-- TASK ITEM --
In the response, each entry below should appear again exactly as given.

***** THE DATA

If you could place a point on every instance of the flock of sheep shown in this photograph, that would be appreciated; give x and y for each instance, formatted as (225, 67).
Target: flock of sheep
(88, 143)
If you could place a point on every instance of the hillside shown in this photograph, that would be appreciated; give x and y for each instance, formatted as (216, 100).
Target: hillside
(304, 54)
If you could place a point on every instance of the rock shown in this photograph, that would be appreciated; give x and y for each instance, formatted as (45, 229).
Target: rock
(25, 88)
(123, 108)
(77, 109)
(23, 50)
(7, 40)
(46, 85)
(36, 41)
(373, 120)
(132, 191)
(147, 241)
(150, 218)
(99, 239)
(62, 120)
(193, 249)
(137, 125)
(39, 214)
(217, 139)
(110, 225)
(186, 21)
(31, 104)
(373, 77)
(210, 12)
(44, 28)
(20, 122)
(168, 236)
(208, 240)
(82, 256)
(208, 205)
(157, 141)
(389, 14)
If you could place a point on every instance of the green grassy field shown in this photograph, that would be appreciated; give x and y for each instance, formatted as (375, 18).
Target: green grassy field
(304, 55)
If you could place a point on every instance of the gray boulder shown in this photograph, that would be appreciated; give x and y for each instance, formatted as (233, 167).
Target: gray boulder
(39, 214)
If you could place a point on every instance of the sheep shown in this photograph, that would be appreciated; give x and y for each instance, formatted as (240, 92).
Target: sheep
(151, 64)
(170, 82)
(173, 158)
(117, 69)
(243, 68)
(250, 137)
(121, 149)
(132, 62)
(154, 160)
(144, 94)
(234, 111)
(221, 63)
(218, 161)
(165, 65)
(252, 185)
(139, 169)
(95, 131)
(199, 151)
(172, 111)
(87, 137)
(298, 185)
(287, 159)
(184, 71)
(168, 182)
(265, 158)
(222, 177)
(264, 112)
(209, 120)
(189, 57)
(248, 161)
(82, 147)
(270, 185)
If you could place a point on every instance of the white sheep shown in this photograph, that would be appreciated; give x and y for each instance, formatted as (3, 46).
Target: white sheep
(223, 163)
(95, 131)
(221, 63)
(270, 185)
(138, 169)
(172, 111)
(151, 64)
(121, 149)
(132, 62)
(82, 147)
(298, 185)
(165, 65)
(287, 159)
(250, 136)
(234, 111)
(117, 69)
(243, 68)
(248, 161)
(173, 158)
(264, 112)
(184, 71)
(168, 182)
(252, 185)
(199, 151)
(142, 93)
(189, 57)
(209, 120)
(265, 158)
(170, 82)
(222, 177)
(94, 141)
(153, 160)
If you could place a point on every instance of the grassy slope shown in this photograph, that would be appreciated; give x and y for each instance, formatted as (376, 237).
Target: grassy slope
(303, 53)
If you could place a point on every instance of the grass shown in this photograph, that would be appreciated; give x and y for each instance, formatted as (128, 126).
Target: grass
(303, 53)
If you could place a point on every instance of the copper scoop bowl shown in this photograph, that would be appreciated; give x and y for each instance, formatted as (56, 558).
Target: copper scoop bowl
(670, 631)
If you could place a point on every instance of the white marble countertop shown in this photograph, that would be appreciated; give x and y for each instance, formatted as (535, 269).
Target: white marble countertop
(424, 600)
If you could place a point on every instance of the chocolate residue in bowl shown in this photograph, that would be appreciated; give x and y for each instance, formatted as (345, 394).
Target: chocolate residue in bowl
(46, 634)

**********

-- SOLVED PROBLEM --
If you could place a point on every instance of the flock of sheep shown in this photograph, that would be appreciated; give x and y for each instance, formatted as (225, 67).
Target: flock of sheep
(88, 143)
If you could place a point on every instance of the hillside shown in this photograph, that would be appreciated; give x and y for each instance, formatted as (216, 100).
Target: hillside
(304, 54)
If you could place a point on every instance of the rock shown in this photograph, that would be appreciated; give x and y for each instance, formatted as (45, 229).
Target: rock
(25, 88)
(123, 108)
(77, 109)
(23, 50)
(7, 40)
(46, 85)
(36, 41)
(373, 120)
(132, 191)
(147, 241)
(150, 218)
(99, 239)
(62, 120)
(193, 249)
(137, 125)
(39, 214)
(217, 139)
(110, 225)
(186, 21)
(31, 104)
(373, 77)
(210, 12)
(44, 28)
(20, 122)
(168, 236)
(208, 240)
(82, 256)
(208, 205)
(157, 141)
(389, 14)
If you could place a point on every instance of the green grassy field shown in this photograph, that would be appreciated; give x and y for each instance, formatted as (375, 18).
Target: green grassy field
(304, 55)
If you could place a point on every instance of the gray boulder shown in this photograph, that would be appreciated; give x and y for each instance, formatted as (233, 167).
Target: gray boulder
(39, 214)
If you could place a point on every instance of the sheep shown in this photograph, that would be appreciated; give x and y for each instance, formatted as (240, 92).
Target: sheep
(151, 64)
(170, 82)
(173, 158)
(117, 69)
(243, 68)
(250, 137)
(121, 149)
(132, 62)
(154, 160)
(144, 94)
(234, 111)
(221, 63)
(218, 161)
(165, 65)
(252, 185)
(139, 169)
(95, 131)
(199, 151)
(172, 111)
(87, 137)
(298, 185)
(287, 159)
(184, 71)
(168, 182)
(265, 158)
(222, 177)
(264, 112)
(209, 120)
(189, 57)
(248, 161)
(82, 147)
(270, 185)
If you could place a point on every instance of the white sheep shown in this photograph, that would be appreciated; give x and y for each instance, formatted as (3, 46).
Target: white sheep
(223, 163)
(95, 131)
(221, 63)
(270, 185)
(138, 169)
(172, 111)
(151, 64)
(121, 149)
(132, 62)
(82, 147)
(298, 185)
(165, 65)
(287, 159)
(250, 136)
(234, 111)
(117, 69)
(243, 68)
(248, 161)
(173, 158)
(264, 112)
(184, 71)
(168, 182)
(252, 185)
(199, 151)
(142, 93)
(189, 57)
(209, 120)
(265, 158)
(170, 82)
(222, 177)
(94, 141)
(153, 160)
If you could place a point on every instance of the grassy slope shown in this photograph, that would be appreciated; give x and y for each instance, formatted as (376, 237).
Target: grassy slope
(303, 53)
If you could place a point on every instance of the grass shown in this photograph, that would be appreciated; give x and y for each instance, formatted as (128, 126).
Target: grass
(303, 53)
If you could place a point on every instance of the copper scoop bowl shown in this photograph, that would be appreciated; give x and y for each instance, formatted as (56, 558).
Target: copper scoop bowl
(670, 631)
If you could place a point on every instance of the white marble countertop shown in this photograph, that would be appreciated; give x and y for each instance, formatted as (535, 269).
Target: white marble countertop
(424, 600)
If you could place a point on every instance of the chocolate residue in bowl shown in this photograph, that would be appreciated; give x and y for each instance, formatted as (345, 394).
Target: chocolate residue in bowl
(46, 634)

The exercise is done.